Monday, August 15, 2011

Litti Chokha

"Litti Chokha" The famous dish among Bihar, M.P. & zarkhand. Litti  looks like Batti (Rajasthani famous bread) but a very small different,   Litti is made up of sattu (which is roasted chickpea flour) stuffed in dough. then it boiled and very lightly fried since the boiling has done most of the cooking. Another method for making Litti Choka  is roasting them in an oven (traditionally clay and more recently metal ones that can be heated on a stove). Chokha is prepared with different vegetables. It can be with mashed potatoes or mashed eggplants and also mashed tomatoes. The three can be combined as well and chokha usually mixed with fried onions and spices.This dish served in dinner, small party, or in holidays My family like this litti with Rajasthani daal batti’s dal .  so let’s check….

GIVEN DATA
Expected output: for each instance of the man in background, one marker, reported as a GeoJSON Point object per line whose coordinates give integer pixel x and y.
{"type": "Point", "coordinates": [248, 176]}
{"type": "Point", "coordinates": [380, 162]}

EXERCISE DIRECTIONS
In the Litti Chokha text, what is stuffed into the dough to make Litti?

RESPONSE
Sattu, which is roasted chickpea flour.